* What you are asked to do
Please set down the entries below once more, exactly.

* Material shown
= Beginning of Section =
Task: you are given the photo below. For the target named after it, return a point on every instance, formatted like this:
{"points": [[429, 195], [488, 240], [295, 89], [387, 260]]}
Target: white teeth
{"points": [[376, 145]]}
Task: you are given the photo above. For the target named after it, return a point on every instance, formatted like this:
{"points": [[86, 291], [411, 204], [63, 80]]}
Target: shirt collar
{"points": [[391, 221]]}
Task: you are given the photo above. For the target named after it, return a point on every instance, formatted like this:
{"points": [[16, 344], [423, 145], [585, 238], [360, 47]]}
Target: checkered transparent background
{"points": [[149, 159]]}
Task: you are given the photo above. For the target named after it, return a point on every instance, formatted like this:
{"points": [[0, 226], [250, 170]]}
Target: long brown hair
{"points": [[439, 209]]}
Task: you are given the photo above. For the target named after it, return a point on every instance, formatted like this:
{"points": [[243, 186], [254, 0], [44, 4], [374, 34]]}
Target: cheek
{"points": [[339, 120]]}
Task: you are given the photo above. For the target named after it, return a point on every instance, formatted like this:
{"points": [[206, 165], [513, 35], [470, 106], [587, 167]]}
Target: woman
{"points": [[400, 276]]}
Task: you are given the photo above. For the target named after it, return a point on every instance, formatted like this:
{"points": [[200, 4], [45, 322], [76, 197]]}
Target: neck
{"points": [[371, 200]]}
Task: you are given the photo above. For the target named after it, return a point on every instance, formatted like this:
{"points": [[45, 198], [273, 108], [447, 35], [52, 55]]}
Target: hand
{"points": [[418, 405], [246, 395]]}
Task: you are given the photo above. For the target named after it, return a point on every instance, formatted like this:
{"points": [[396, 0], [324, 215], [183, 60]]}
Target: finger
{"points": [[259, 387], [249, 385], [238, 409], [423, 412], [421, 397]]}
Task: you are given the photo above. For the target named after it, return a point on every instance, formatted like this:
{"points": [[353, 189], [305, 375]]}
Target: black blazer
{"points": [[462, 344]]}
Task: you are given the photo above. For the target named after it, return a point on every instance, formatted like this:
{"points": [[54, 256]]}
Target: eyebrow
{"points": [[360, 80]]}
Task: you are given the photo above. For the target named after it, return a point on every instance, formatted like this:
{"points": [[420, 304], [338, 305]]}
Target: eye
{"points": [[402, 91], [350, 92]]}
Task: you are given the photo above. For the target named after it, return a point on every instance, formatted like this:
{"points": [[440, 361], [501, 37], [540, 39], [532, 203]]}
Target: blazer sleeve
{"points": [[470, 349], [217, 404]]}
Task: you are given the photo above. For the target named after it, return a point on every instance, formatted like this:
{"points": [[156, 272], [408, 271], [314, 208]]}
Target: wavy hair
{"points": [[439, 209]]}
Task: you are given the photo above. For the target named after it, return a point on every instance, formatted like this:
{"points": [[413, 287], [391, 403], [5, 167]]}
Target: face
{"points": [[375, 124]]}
= End of Section =
* Reply to the task
Task: you are given the photo below. For the target named after it, return a point on every instance, formatted like this:
{"points": [[429, 195], [488, 240], [295, 89], [387, 260]]}
Target: white teeth
{"points": [[376, 145]]}
Task: you are given the photo above. For the target named after it, return a point on every instance, formatted like this:
{"points": [[86, 291], [411, 204], [63, 80]]}
Target: shirt collar
{"points": [[391, 221]]}
Task: you are given the photo above. For the target named after it, return a point on every instance, formatted like this:
{"points": [[16, 344], [423, 145], [585, 238], [360, 47]]}
Target: checkered transparent background
{"points": [[149, 159]]}
Task: you are given the photo above. For the target named after it, return a point on every instance, formatted like this:
{"points": [[0, 226], [250, 170]]}
Target: long brown hair
{"points": [[439, 209]]}
Task: you are given the photo above. For the target named after it, return a point on every instance, formatted like this:
{"points": [[243, 186], [254, 0], [44, 4], [374, 34]]}
Target: cheek
{"points": [[339, 120]]}
Task: you are given the photo above. For the target named after it, return a point on every instance, formatted like this:
{"points": [[206, 165], [513, 35], [470, 106], [587, 167]]}
Target: woman
{"points": [[400, 276]]}
Task: you are given the photo above. For the target named after it, return a point on every instance, formatted like this:
{"points": [[200, 4], [45, 322], [76, 197]]}
Target: neck
{"points": [[371, 200]]}
Task: you are given the photo above. For the target named after it, return a point on every instance, formatted like this:
{"points": [[45, 198], [273, 108], [447, 35], [52, 55]]}
Target: hand
{"points": [[418, 405], [246, 395]]}
Task: you are given the photo above. For the target named after it, return a point on every instance, formatted like this:
{"points": [[396, 0], [324, 215], [183, 60]]}
Target: finger
{"points": [[259, 387], [249, 385], [238, 409], [423, 412], [421, 397]]}
Task: you are given the photo above. For the target named after it, return a point on every instance, formatted like this:
{"points": [[353, 189], [305, 375]]}
Target: black blazer
{"points": [[462, 344]]}
Task: you are given the photo above. For the target named after it, return a point on every instance, formatted like this:
{"points": [[54, 256]]}
Target: eyebrow
{"points": [[360, 80]]}
Task: you are given the photo above. For the target named after it, return a point on every instance, formatted like this:
{"points": [[420, 304], [338, 305]]}
Target: eye
{"points": [[402, 91], [350, 92]]}
Task: you are given the photo above. For the target named after it, return a point on every instance, formatted like this:
{"points": [[440, 361], [501, 37], [540, 39], [532, 203]]}
Target: blazer sleeve
{"points": [[470, 349], [217, 404]]}
Task: you are given the photo above. For the target named after it, return a point on every instance, formatted like this:
{"points": [[156, 272], [408, 271], [314, 208]]}
Target: wavy hair
{"points": [[439, 209]]}
Task: you are given the photo above. For the target named after it, return a point on every instance, formatted like this:
{"points": [[413, 287], [391, 403], [5, 167]]}
Target: face
{"points": [[375, 124]]}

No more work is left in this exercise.